(TASK OBJECTIVE) Return every line in the rows below that contains the word "lamp", each line copied unchanged.

-- start of MATERIAL FOR THIS TASK --

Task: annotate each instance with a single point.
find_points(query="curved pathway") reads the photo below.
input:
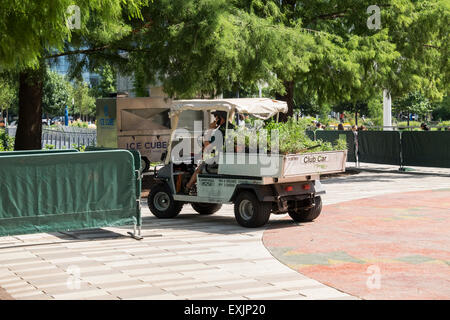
(190, 257)
(394, 246)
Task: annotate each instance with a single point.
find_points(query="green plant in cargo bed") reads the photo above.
(6, 141)
(292, 138)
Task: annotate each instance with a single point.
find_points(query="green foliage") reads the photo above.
(6, 142)
(8, 92)
(79, 124)
(80, 148)
(442, 110)
(84, 102)
(30, 29)
(49, 147)
(293, 139)
(107, 82)
(56, 93)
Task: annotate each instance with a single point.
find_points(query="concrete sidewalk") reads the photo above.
(190, 257)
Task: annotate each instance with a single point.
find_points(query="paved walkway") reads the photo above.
(392, 246)
(190, 257)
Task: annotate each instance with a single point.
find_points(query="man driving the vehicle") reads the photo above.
(220, 124)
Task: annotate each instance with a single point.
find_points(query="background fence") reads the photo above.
(64, 137)
(402, 148)
(51, 191)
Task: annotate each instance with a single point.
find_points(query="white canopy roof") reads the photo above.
(262, 108)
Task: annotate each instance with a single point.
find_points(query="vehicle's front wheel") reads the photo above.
(250, 212)
(307, 215)
(145, 164)
(206, 208)
(161, 202)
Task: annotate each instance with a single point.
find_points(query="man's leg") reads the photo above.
(193, 179)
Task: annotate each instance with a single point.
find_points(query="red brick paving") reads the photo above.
(406, 236)
(4, 295)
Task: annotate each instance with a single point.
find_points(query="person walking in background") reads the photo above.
(424, 127)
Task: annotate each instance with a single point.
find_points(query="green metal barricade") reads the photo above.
(332, 136)
(426, 148)
(48, 192)
(379, 147)
(138, 171)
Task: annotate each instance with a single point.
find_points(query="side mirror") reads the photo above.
(163, 156)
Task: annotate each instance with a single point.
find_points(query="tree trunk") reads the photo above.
(289, 98)
(29, 128)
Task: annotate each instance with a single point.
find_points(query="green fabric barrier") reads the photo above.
(137, 164)
(379, 147)
(426, 148)
(332, 136)
(23, 152)
(67, 191)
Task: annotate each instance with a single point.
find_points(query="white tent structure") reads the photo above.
(262, 108)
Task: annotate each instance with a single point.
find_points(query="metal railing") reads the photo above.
(64, 137)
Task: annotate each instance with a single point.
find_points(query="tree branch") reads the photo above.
(94, 50)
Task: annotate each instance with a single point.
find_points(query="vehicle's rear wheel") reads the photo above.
(206, 208)
(249, 211)
(161, 202)
(307, 215)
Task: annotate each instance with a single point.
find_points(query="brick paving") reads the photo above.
(190, 257)
(386, 247)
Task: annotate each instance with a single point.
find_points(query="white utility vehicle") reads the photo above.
(257, 184)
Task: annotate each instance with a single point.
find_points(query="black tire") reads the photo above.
(161, 202)
(250, 212)
(145, 164)
(206, 208)
(307, 215)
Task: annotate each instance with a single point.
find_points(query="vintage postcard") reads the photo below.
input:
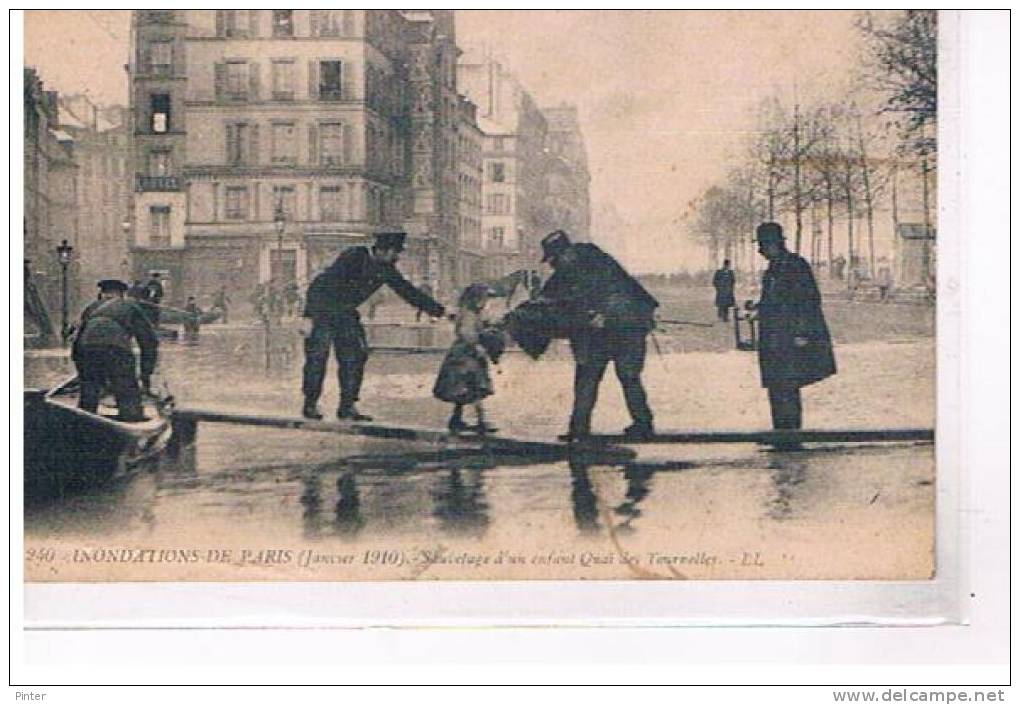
(451, 295)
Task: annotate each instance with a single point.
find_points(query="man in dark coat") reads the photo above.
(723, 281)
(330, 308)
(103, 353)
(795, 348)
(613, 315)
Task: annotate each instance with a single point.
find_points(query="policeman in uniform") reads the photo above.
(795, 348)
(103, 352)
(615, 314)
(332, 318)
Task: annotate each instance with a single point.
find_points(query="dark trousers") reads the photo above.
(112, 368)
(347, 337)
(593, 352)
(784, 403)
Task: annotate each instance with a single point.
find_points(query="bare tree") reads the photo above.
(903, 63)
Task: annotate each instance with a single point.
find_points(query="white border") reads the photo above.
(964, 286)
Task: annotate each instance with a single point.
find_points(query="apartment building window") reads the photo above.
(330, 203)
(161, 57)
(326, 23)
(237, 80)
(159, 225)
(234, 23)
(237, 203)
(160, 111)
(329, 80)
(159, 163)
(284, 196)
(242, 141)
(284, 144)
(497, 204)
(283, 80)
(330, 143)
(283, 22)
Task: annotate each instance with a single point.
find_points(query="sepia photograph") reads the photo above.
(480, 295)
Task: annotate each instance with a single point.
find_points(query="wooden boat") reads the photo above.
(67, 448)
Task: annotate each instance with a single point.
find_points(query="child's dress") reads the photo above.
(463, 379)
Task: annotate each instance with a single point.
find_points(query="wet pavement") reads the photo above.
(265, 504)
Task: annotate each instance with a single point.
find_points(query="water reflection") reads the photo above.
(460, 503)
(787, 473)
(349, 519)
(582, 499)
(638, 479)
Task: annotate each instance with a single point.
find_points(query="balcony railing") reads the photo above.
(157, 183)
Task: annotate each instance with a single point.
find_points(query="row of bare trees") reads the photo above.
(819, 162)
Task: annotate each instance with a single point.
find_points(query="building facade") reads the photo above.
(567, 177)
(101, 153)
(50, 199)
(265, 142)
(470, 146)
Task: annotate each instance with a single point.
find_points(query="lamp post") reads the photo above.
(64, 252)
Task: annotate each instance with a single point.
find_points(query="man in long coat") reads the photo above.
(795, 348)
(332, 311)
(723, 281)
(613, 315)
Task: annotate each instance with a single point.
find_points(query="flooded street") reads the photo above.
(265, 504)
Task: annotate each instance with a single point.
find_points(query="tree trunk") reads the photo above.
(798, 215)
(869, 209)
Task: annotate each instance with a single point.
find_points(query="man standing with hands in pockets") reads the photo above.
(795, 348)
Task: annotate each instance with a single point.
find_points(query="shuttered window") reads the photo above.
(330, 144)
(237, 203)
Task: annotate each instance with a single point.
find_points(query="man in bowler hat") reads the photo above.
(614, 315)
(103, 352)
(332, 318)
(795, 348)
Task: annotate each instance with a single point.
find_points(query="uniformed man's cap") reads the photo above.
(391, 241)
(554, 244)
(111, 286)
(769, 233)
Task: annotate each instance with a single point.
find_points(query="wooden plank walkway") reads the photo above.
(186, 422)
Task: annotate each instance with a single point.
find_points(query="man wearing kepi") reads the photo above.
(795, 348)
(103, 352)
(614, 315)
(332, 318)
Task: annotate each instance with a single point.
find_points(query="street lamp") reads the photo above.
(64, 252)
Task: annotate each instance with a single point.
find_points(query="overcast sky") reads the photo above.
(665, 98)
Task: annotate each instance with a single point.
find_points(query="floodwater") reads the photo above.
(265, 504)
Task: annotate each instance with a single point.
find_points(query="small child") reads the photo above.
(463, 379)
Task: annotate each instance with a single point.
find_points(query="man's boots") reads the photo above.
(310, 410)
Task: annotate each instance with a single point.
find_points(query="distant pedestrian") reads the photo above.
(884, 284)
(193, 320)
(795, 348)
(723, 281)
(425, 289)
(463, 378)
(221, 302)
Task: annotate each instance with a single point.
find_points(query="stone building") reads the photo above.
(517, 212)
(470, 143)
(567, 178)
(101, 194)
(50, 198)
(266, 141)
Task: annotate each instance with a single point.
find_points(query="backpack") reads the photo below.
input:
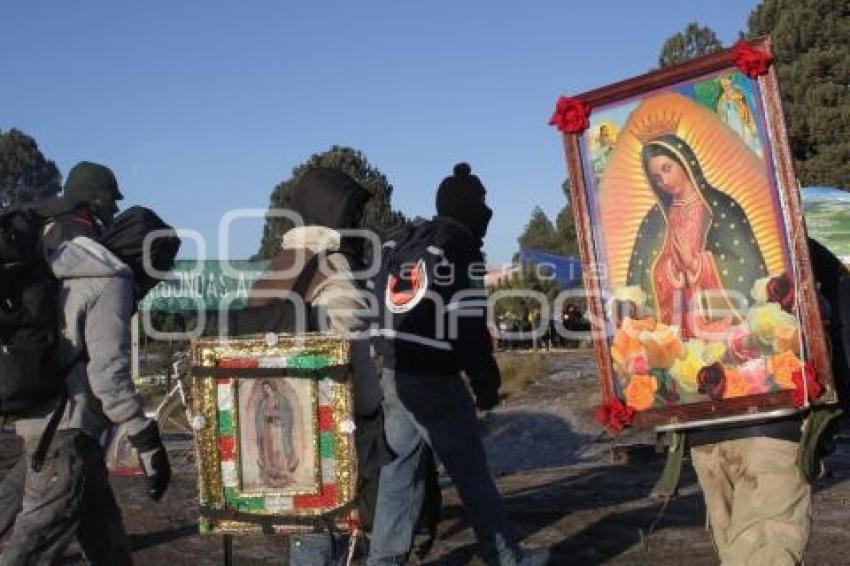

-- end of MATERIAL FOR THIS TASK --

(SOLUTION)
find_points(query="lamp post") reads the photo above.
find_points(query="street lamp") reads the photo above.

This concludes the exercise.